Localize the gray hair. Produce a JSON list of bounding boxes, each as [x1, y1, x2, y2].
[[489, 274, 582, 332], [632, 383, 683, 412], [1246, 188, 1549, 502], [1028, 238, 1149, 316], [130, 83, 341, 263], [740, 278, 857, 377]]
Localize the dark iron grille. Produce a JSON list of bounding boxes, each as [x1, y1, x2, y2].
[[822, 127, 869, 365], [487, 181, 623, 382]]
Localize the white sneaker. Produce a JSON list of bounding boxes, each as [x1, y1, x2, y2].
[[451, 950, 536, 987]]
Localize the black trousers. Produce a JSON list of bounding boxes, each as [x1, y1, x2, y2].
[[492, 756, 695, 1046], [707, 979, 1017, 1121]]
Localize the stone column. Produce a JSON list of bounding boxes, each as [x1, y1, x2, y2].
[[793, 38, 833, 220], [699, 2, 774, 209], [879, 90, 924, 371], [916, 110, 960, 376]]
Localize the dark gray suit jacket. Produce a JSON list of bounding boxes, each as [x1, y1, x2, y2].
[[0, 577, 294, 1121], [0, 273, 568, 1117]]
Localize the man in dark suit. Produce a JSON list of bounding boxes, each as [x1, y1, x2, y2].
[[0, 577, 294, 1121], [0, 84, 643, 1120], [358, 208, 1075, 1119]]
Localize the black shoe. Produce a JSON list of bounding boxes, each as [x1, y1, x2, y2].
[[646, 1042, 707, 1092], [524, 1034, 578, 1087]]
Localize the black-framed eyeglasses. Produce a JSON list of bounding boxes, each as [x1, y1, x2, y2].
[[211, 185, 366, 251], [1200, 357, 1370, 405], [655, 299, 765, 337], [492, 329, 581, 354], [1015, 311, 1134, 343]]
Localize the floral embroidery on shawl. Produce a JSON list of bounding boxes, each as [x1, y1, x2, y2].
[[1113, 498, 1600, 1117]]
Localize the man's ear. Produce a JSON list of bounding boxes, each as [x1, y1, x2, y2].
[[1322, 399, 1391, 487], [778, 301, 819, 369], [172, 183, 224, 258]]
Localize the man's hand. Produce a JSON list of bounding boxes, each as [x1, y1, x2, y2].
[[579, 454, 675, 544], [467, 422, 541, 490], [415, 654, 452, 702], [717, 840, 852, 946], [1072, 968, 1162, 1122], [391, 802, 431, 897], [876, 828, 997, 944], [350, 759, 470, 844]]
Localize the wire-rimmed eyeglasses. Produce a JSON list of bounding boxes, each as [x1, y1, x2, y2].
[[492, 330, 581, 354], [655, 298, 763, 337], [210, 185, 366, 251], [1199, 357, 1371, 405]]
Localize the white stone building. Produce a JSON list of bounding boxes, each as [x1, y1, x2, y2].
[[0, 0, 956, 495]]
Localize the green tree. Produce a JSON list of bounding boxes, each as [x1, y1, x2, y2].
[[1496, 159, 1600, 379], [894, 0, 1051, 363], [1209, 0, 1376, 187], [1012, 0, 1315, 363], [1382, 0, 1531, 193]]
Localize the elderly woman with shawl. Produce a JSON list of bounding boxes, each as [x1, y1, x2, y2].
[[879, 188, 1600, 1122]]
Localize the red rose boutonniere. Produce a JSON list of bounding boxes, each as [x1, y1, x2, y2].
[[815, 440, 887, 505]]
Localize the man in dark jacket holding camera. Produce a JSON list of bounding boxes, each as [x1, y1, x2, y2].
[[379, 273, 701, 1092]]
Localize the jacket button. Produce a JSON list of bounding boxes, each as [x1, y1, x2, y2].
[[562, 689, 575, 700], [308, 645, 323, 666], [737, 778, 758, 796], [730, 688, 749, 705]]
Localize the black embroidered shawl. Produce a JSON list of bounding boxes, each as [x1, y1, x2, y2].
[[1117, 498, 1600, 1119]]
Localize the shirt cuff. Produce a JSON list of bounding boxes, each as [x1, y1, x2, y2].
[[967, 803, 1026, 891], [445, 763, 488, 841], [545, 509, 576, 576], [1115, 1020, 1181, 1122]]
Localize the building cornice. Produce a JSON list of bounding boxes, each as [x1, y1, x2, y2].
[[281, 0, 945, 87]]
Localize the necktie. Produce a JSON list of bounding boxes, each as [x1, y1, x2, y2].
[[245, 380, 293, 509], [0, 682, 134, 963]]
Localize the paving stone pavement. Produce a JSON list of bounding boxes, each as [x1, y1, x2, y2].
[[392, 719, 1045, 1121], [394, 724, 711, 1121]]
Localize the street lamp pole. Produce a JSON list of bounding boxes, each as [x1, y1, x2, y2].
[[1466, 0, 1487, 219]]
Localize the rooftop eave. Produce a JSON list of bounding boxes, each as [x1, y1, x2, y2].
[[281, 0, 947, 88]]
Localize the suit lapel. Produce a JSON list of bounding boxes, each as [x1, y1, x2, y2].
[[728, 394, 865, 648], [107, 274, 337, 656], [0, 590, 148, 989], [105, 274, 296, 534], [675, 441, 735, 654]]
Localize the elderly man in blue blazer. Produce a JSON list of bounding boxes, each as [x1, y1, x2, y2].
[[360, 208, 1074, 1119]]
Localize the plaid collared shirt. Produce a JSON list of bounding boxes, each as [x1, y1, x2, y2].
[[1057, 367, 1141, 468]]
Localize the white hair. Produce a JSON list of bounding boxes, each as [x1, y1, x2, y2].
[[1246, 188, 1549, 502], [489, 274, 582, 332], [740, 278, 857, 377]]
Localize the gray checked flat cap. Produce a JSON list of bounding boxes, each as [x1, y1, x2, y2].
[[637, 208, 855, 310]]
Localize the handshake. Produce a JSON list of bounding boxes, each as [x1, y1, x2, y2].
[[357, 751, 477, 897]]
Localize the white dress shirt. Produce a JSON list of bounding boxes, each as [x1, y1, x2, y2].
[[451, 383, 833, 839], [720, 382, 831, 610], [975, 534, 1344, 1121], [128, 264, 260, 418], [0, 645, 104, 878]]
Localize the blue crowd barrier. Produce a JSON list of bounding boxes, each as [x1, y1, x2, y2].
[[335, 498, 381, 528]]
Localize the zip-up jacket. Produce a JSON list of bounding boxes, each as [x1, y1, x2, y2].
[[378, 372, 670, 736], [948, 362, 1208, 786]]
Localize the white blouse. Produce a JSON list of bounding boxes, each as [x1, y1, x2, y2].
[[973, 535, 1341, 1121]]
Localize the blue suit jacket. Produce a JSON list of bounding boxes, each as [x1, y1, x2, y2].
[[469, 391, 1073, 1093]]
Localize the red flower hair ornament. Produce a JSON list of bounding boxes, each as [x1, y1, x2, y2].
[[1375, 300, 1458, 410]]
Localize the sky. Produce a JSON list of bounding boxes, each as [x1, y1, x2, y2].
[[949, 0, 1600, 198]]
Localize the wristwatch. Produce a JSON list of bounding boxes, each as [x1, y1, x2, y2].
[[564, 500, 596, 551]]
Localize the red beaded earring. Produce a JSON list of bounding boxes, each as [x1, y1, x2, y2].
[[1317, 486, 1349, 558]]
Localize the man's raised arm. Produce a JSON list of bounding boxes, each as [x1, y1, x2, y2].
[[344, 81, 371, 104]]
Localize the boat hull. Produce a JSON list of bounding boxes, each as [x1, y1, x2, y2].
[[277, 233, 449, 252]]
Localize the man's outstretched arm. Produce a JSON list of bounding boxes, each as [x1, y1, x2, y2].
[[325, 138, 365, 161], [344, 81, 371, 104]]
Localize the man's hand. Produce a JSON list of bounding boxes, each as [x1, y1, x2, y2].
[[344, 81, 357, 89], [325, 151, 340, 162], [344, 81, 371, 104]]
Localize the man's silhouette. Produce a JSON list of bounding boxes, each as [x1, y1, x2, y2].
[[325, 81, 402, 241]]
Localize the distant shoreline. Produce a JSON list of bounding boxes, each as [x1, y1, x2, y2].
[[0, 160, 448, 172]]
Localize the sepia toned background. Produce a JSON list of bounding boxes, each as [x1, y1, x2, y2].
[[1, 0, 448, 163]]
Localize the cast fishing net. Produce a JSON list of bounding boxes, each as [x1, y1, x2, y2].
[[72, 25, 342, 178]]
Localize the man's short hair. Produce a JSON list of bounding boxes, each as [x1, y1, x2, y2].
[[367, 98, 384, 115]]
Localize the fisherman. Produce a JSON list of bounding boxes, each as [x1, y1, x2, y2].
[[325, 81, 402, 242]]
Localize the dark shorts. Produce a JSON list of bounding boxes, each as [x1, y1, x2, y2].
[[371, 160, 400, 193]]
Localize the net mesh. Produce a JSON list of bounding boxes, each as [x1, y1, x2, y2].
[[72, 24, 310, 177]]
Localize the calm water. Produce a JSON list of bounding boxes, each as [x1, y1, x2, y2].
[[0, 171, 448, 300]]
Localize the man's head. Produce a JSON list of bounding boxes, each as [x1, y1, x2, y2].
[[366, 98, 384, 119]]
------------------------------------------------------------------------
- **PROBLEM**: Transcribe exactly the line containing "Localize the man's head." and all remaining lines of the material, ending with the last one.

- **THE COMPLETED TASK**:
Localize the man's head. Produce a JSON list of bounding boxes, each as [x1, y1, x2, y2].
[[366, 98, 384, 119]]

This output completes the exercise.